— Begin Source records —

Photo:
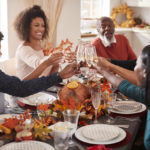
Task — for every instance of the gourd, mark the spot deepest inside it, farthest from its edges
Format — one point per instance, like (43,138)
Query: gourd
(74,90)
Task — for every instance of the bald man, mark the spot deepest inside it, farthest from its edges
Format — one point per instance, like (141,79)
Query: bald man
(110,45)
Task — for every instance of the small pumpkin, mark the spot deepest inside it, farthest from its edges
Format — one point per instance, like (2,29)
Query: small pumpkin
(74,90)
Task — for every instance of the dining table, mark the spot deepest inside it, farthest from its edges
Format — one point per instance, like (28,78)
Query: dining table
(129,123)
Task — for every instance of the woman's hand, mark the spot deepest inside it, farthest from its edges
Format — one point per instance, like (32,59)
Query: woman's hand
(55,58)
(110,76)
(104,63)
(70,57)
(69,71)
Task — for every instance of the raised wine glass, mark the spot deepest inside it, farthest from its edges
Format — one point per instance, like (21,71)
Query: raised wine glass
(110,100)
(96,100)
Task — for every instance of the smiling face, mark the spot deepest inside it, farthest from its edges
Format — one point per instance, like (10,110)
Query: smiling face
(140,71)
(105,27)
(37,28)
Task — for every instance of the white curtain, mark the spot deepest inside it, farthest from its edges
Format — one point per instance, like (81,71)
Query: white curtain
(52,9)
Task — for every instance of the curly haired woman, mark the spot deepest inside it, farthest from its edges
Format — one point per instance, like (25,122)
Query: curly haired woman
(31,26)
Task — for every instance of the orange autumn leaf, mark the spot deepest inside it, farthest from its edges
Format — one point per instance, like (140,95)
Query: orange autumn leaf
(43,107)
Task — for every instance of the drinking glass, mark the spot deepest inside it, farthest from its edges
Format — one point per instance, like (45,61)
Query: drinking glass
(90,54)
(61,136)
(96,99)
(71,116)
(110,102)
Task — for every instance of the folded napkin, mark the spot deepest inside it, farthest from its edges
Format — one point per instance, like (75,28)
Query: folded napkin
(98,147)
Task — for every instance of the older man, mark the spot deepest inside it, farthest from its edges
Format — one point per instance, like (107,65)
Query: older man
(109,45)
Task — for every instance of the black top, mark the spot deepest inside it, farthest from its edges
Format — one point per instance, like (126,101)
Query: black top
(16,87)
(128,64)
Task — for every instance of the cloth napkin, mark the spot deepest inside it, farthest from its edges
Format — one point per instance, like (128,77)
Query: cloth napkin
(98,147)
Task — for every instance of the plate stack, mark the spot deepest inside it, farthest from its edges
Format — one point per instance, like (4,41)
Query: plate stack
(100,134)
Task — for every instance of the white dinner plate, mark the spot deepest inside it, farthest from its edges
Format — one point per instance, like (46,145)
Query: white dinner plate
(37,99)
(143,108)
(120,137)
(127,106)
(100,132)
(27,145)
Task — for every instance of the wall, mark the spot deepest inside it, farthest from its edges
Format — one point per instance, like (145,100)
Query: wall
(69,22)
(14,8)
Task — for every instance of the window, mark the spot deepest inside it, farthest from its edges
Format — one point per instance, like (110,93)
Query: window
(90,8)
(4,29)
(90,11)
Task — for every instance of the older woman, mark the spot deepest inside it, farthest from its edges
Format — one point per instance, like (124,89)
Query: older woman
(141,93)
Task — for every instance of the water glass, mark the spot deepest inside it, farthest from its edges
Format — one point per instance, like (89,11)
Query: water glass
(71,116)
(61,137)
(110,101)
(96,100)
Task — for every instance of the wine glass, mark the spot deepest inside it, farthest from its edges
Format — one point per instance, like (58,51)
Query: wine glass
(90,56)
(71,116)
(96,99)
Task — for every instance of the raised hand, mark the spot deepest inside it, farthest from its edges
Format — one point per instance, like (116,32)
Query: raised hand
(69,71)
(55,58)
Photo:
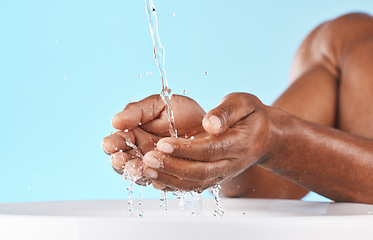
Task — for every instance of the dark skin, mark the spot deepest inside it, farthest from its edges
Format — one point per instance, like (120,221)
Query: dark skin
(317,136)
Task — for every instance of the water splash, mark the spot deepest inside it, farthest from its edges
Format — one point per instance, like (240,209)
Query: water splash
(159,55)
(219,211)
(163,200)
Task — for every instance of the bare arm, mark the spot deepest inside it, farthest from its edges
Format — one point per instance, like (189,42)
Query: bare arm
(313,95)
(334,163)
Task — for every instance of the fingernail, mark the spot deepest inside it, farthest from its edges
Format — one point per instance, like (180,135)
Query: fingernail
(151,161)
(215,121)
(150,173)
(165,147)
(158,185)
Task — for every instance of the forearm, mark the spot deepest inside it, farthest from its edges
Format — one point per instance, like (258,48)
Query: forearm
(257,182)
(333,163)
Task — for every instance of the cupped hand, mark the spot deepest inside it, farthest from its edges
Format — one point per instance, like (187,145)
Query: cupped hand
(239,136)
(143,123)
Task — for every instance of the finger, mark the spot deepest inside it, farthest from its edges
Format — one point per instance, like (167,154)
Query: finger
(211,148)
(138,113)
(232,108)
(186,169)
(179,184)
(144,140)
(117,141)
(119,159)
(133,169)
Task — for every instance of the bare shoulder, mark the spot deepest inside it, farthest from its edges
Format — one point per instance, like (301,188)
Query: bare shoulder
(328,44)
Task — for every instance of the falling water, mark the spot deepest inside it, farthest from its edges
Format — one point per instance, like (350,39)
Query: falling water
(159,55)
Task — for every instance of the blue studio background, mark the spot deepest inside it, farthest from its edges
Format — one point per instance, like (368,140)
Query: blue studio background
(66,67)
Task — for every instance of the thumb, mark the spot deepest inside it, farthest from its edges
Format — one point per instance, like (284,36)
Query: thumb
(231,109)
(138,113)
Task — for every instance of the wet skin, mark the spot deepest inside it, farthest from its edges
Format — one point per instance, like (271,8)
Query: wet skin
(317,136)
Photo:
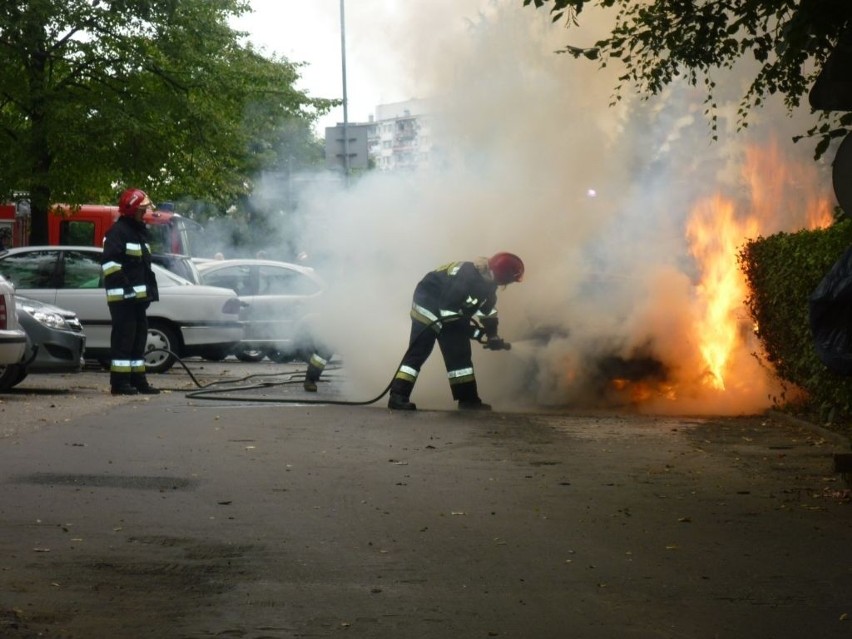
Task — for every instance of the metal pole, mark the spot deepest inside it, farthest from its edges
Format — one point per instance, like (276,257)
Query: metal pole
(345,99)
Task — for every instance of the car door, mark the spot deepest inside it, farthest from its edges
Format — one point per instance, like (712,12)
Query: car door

— End Source records —

Exercise prompt → Can you put every line of the entries above into a numbered list, skipping blank lines and leaving the pictures out?

Exercise answer →
1. Photo:
2. Task — for every instance of the gourd, mark the spot deepest inside it, farthest from its edges
3. Format — one point per instance, like (43,138)
4. Query: gourd
5. (74,90)
6. Task — for every instance of the bald man, mark the spot deepest inside it, farthest from its edges
7. Format — one point per instance, like (141,79)
8. Query: bald man
9. (110,45)
10. Task — for every instance of the small pumpkin, mark the spot deepest inside it, farthest from its edges
11. Format — one point per instance, like (2,29)
12. Query: small pumpkin
13. (74,90)
14. Task — for every instance of the dining table, mark the spot deepest inside it, farthest from its edges
15. Format — one point per instance, like (28,78)
16. Query: dining table
17. (129,123)
18. Task — for every instance of the woman's hand, mark the spot deepest inside it, farthest from its edges
19. Format — one point per instance, like (32,59)
20. Query: woman's hand
21. (55,58)
22. (110,76)
23. (104,63)
24. (70,57)
25. (69,71)
26. Task — for every instance of the raised wine glass, mark the spot deepest inside it, farthest from its edges
27. Format — one point per instance, like (21,71)
28. Query: raised wine glass
29. (110,100)
30. (96,100)
31. Task — for every instance of the smiling face, mark the spot deepest inside it, farthest from its edges
32. Format — one point per instance, like (10,110)
33. Query: smiling face
34. (140,71)
35. (105,27)
36. (37,28)
37. Task — for every instance of the white curtain, mark the spot deepest inside it, farthest from its edges
38. Format — one point per instance, like (81,71)
39. Query: white curtain
40. (52,9)
41. Task — for every instance of the curly haired woman, mark the spot deepest inside it, farthest from its edges
42. Format — one point per instance, like (25,122)
43. Query: curly haired woman
44. (31,26)
45. Task — for every instance of the orange autumn leaf, mark the spot deepest inside it, farthest from its edges
46. Format — one point per instance, like (140,95)
47. Query: orange autumn leaf
48. (43,107)
49. Task — for every instance of the drinking glass, mark the spot deepest inside it, farthest from its edges
50. Format — one point per instance, like (45,61)
51. Query: drinking glass
52. (90,54)
53. (61,136)
54. (96,99)
55. (71,116)
56. (110,102)
57. Task — for every instance of the folded napkin, mark the spot deepest inside it, farthest from its edges
58. Format — one point per instance, like (75,28)
59. Query: folded napkin
60. (98,147)
61. Task — for every instance of the older man, mark the spot deepest inside it, farthest from its edges
62. Format — one point per instance, like (107,65)
63. Query: older man
64. (109,45)
65. Task — for every instance of the black top, mark the spot deepest inside it, farthest from its edges
66. Format — one point per instance, like (126,101)
67. Query: black top
68. (16,87)
69. (128,64)
70. Task — for every instance of the cloth napkin, mark the spot deepest inside it, farthest from its edges
71. Format — one point per instance, like (128,77)
72. Query: cloth napkin
73. (98,147)
74. Task — for every instance of the plate stack, mark the spot deepest inside it, farthest from its edges
75. Format — one point per instance, like (4,41)
76. Query: plate stack
77. (100,134)
78. Task — for every instance of the white dinner plate, mark the spot deepest inside it, farthest from its edges
79. Format — one point per instance, like (46,145)
80. Query: white dinner plate
81. (37,99)
82. (143,108)
83. (120,137)
84. (127,106)
85. (100,132)
86. (27,145)
87. Task — for every instance of the wall, mark the spot deepest inside it, farthest from its edges
88. Format — one point per instance, like (145,100)
89. Query: wall
90. (69,22)
91. (14,8)
92. Task — for every instance of the window, mark the spot deepest inside it, farthest from its edges
93. Format — one point per instance, like (110,93)
94. Query: window
95. (90,8)
96. (4,29)
97. (90,11)
98. Task — for every instance of the older woman, mark the spot deepest inside it, farthest from its edges
99. Format — one point per instance, like (124,89)
100. Query: older woman
101. (141,93)
102. Task — for every instance of the water glass, mark the spot deepest inside it, farthest from its edges
103. Format — one point per instance, like (89,11)
104. Query: water glass
105. (71,116)
106. (61,137)
107. (110,101)
108. (96,100)
109. Task — for every instance of the wine glass, mark the spot deepest inside it, farthest from its edges
110. Format — one point per instance, like (58,51)
111. Query: wine glass
112. (90,56)
113. (71,116)
114. (96,99)
115. Task — for every instance of the raised hand, mark the spot deepest inside it, farthest from its edges
116. Format — one point per instance, like (116,32)
117. Query: raised hand
118. (69,71)
119. (55,58)
120. Photo:
121. Task — for every instance of the dark skin, mark the spot deepest inside it, farthest from its edges
122. Format — one point per instance, like (120,221)
123. Query: dark skin
124. (317,136)
125. Task — for every instance of the water splash, mark the spot deepest inside it, farthest from its edges
126. Format — one point per instance, like (240,209)
127. Query: water splash
128. (159,55)
129. (219,211)
130. (163,200)
131. Task — for every instance of the bare arm, mark the spot deepest inside it, farthest from its edges
132. Format — one point per instance, like (189,42)
133. Query: bare arm
134. (313,95)
135. (334,163)
136. Task — for every instance of the fingernail, mark the spot deepest inside it, farthest from its edges
137. Format — one point per instance, like (180,135)
138. Query: fingernail
139. (151,161)
140. (215,121)
141. (150,173)
142. (165,147)
143. (158,185)
144. Task — for every instance of the forearm, mark the spot deepest inside it, farthest from its edges
145. Format — one point per instance, like (258,48)
146. Query: forearm
147. (257,182)
148. (333,163)
149. Task — for every instance of the cupped hand, mark the spot deepest inside it, farthest from its edges
150. Format — one point per instance, like (187,145)
151. Query: cupped hand
152. (239,136)
153. (143,123)
154. Task — for every instance of the finger, mark the spot deepest inside it, farthest from its edges
155. Format — one point per instance, like (167,154)
156. Query: finger
157. (211,148)
158. (138,113)
159. (232,108)
160. (186,169)
161. (179,184)
162. (144,140)
163. (117,141)
164. (119,159)
165. (133,169)
166. Task — for every instance of the bare shoulder, mark the spot deepest inside it, farthest from its edges
167. Format — one point per instance, like (301,188)
168. Query: bare shoulder
169. (328,44)
170. Task — for every instance of the falling water, mark the spot deepest inside it, farthest from its edges
171. Format — one point per instance, like (350,39)
172. Query: falling water
173. (159,55)
174. Task — for every instance of the blue studio background, mark the spot deepest inside it, farthest from its edges
175. Format — one point per instance, like (368,140)
176. Query: blue studio background
177. (66,67)
178. Task — for every instance of the thumb, mark the spot deepest inside it, farthest from its edges
179. Format — one point per instance, like (284,36)
180. Query: thumb
181. (231,109)
182. (138,113)
183. Task — for every instance of the wet skin, mark the spot deepest inside it, farthest from its edges
184. Format — one point per instance, like (271,8)
185. Query: wet skin
186. (317,136)
187. Photo:
188. Task — for every instance of the metal pole, mark the spot deepest inside it, farthest from its edges
189. Format — one point per instance, like (276,257)
190. Query: metal pole
191. (345,99)
192. Task — for every instance of the car door, mark the spot deepest inside it, farthest from its edges
193. Format — one point per instance, like (712,12)
194. Query: car door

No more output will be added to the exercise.